→ TEXT EXTRACT
╭──

# - Bellator Adds Shlemenko Vs. Major To Tourney



## Jamal (Aug 20, 2009)

- BELLATOR ADDS SHLEMENKO VS. MAJOR TO TOURNEY

Monday, April 26, 2010 - Press Release courtesy of Bellator Fighting Championships 

http://www.mmaweekly.com/absolutenm/templates/dailynews.asp?articleid=11347&zoneid=13










Bellator Fighting Championships on Monday announced that one of the top unsigned fighters in Europe, Russian Alexander “Storm” Shlemenko, will premiere in the Season 2 middleweight tournament this week.

The 27-4 Shlemenko, who arrived in the U.S. from his home in Siberia, Russia, on Sunday, will make his Bellator debut this Thursday in a tournament quarterfinal matchup against Matt Major at Bellator 16 in Kansas City, Mo.

Shlemenko is the eighth and final entrant into Bellator’s middleweight tournament and the 32nd and final fighter to sign on as a participant in Bellator’s four Season 2 tournaments.

With his superb record, devastating power and well-earned reputation as a finisher (17 of his wins have come via KO or TKO), the 25-year-old Shlemenko enters the middleweight tournament as an early favorite to emerge as the No. 1 contender to reigning Bellator middleweight champion Hector Lombard.

“Alexander is a dangerous fighter who poses a serious threat to anyone he faces at 185,” said Bellator founder and CEO Bjorn Rebney.

“We’ve been working on signing Russia’s top middleweight for some time and I’m glad we’ll finally get to see him fight in our tournament and beyond. Alexander’s style -- spinning back fists, flying knees and non-stop strikes -- make for great fights.”

Shlemenko first took an interest in MMA in the early 2000s after watching the various UFC VHS tapes that were on sale in his country. He began training in Muay Thai and, when he heard that a Russian MMA promotion was staging an event in his hometown of Omsk early in 2004, he entered and ended up winning. He went on to win each of his first 15 pro fights (including three fights in one night in December 2004) and was soon regarded as one of the top prospects in Russia and all of Europe.

╰──

→ DATA
╭──

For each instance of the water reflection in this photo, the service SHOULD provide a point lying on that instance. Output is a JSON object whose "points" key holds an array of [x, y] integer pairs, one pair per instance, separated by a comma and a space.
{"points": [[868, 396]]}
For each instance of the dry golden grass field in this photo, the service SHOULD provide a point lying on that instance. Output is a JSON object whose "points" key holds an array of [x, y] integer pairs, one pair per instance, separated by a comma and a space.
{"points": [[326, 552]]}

╰──
╭──

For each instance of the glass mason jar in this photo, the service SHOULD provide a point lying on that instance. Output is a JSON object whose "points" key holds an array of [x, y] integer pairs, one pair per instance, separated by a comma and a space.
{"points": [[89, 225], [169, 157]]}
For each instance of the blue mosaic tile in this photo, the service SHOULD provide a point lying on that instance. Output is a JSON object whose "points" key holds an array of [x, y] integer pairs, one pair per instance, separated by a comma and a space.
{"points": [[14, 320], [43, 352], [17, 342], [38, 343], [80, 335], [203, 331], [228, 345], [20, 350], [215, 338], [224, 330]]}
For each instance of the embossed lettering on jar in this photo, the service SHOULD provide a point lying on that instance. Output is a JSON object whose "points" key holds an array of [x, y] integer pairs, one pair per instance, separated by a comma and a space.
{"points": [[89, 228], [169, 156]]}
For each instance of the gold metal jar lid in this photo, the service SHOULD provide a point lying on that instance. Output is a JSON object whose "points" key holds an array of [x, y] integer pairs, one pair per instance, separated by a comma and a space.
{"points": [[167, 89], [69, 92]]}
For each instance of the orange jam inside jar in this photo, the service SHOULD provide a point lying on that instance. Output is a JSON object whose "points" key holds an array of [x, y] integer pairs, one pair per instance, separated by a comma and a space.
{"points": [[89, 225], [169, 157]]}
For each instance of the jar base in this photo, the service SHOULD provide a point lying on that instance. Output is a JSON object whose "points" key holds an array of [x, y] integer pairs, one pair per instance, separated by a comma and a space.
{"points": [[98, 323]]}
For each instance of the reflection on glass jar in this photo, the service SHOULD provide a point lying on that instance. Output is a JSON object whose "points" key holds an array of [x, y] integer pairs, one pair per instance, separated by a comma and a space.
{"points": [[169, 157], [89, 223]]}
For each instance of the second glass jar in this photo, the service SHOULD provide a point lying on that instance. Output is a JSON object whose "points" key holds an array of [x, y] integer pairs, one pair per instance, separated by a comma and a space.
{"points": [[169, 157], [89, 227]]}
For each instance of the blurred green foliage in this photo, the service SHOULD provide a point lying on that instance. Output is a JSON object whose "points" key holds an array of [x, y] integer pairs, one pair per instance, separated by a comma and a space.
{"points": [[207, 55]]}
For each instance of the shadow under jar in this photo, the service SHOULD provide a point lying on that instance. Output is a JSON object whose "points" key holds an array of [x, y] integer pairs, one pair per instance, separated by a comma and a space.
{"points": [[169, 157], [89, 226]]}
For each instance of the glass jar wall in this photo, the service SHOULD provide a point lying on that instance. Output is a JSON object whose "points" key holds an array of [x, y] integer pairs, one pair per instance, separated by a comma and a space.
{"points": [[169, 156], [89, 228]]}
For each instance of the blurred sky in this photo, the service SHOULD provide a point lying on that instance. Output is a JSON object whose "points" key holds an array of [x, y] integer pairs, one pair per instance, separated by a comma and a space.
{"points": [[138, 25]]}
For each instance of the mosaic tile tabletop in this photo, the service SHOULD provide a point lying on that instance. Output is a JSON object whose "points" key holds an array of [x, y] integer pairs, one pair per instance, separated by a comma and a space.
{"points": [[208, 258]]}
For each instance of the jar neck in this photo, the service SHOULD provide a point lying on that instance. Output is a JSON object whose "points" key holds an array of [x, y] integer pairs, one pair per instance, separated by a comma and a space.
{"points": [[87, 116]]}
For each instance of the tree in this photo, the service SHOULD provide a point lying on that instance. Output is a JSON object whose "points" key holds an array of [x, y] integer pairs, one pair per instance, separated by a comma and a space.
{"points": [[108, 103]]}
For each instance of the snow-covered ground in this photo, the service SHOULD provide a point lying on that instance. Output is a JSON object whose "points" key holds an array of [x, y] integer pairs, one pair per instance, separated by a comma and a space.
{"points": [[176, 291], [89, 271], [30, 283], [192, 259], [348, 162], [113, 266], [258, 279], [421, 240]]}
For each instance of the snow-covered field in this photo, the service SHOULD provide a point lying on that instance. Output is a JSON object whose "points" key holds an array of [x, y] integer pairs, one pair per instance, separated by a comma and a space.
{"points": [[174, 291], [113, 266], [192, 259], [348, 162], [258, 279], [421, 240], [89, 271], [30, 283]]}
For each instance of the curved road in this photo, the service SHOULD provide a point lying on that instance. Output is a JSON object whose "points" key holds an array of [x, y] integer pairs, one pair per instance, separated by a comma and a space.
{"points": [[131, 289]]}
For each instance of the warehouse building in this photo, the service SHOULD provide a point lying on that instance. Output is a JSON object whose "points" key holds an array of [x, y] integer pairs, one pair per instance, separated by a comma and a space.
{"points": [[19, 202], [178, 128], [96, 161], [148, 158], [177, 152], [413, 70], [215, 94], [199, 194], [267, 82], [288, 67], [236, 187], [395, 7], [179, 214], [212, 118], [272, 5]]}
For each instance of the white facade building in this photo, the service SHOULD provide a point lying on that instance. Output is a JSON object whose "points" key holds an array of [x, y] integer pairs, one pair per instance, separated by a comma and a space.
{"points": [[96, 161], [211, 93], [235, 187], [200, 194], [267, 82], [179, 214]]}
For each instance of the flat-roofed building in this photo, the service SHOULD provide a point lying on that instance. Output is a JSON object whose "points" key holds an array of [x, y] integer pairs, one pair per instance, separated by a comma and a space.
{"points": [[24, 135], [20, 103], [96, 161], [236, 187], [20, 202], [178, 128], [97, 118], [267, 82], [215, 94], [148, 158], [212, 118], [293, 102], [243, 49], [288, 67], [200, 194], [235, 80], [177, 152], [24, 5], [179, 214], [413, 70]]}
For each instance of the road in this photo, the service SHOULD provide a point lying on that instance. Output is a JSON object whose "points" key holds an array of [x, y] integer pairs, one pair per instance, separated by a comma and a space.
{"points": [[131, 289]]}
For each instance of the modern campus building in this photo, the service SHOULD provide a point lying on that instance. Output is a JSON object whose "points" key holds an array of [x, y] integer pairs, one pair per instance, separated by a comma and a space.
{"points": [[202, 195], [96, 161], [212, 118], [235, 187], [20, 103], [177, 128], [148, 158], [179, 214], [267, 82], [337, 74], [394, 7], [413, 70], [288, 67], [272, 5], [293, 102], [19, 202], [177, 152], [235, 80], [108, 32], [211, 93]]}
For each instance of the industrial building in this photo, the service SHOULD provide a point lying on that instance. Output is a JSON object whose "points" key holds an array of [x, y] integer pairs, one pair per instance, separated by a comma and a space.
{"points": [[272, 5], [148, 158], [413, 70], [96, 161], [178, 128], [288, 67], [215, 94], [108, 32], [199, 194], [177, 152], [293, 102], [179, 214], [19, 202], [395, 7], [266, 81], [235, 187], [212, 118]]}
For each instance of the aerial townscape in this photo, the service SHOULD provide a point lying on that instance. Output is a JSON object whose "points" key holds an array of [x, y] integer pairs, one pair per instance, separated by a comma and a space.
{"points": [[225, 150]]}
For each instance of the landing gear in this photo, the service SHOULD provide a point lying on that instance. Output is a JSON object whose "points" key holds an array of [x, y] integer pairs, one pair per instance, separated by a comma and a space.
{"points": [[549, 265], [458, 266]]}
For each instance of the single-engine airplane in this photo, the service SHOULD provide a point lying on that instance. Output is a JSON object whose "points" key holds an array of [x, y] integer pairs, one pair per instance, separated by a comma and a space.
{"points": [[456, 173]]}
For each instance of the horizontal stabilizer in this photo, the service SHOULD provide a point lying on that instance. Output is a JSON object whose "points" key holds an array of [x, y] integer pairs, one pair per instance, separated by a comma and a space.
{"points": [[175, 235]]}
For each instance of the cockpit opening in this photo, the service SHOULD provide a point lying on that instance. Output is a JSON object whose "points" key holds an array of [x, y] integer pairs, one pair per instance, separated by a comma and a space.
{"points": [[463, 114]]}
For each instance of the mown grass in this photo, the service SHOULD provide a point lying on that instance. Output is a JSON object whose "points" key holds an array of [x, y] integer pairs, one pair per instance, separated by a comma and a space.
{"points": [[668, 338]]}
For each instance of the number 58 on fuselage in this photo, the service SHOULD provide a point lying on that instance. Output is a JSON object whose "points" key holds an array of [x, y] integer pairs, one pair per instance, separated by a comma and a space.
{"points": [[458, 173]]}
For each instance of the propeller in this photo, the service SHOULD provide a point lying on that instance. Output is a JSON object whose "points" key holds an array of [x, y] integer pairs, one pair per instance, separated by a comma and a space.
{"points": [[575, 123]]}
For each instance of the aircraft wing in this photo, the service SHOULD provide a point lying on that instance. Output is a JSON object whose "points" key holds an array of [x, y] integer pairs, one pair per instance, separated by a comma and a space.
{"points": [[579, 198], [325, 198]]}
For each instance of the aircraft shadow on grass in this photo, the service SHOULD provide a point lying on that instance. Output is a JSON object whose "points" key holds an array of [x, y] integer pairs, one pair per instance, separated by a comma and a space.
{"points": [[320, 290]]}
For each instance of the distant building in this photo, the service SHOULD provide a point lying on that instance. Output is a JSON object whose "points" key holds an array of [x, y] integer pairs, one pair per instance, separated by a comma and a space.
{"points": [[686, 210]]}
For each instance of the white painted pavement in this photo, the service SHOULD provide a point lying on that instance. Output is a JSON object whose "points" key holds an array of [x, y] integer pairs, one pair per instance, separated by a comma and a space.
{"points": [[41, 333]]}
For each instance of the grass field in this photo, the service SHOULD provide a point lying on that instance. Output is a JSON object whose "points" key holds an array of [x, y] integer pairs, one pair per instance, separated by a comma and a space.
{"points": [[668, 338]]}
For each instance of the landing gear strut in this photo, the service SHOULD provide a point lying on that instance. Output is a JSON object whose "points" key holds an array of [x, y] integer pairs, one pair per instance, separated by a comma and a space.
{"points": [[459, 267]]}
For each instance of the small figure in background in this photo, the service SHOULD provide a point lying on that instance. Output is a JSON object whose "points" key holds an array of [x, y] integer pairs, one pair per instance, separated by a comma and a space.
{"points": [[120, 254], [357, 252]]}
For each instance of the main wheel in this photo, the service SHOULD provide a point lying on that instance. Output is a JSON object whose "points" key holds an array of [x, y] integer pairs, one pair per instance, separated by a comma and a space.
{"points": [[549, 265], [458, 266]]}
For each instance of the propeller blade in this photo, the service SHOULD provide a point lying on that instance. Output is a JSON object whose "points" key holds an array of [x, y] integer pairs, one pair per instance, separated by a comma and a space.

╰──

Proceed with the Bellator press release about Alexander Shlemenko, continuing it from the point where it stops.

→ EXPECTED ANSWER
He enters the Bellator middleweight tournament having won 11 of his last 12 bouts, with his only loss in that span coming to former UFC standout and Bulgarian Olympic wrestler Jordan Radev. Shlemenko’s most recent win was a stunning first round knockout of one-time UFC headliner Sean Salmon.

“I feel that Bellator is a really great opportunity for me,” Shlemenko said through his interpreter. “I love the tournament format and I think it’s a great chance for me to get exposure here in the U.S. market. My only goal is to be the No. 1 middleweight fighter in the world and Bellator will help me do that. I’ve seen Hector Lombard fight, I’ve studied his style and I know it well. I’d love to fight him and become the champion at his expense.”

Shlemenko’s debut this Thursday (like each of Bellator’s other remaining Season 2 events) will be broadcast LIVE nationwide on FOX Sports Net and during taped weekend highlight shows on NBC, Telemundo and mun2.


----------



## Rusko (Feb 4, 2010)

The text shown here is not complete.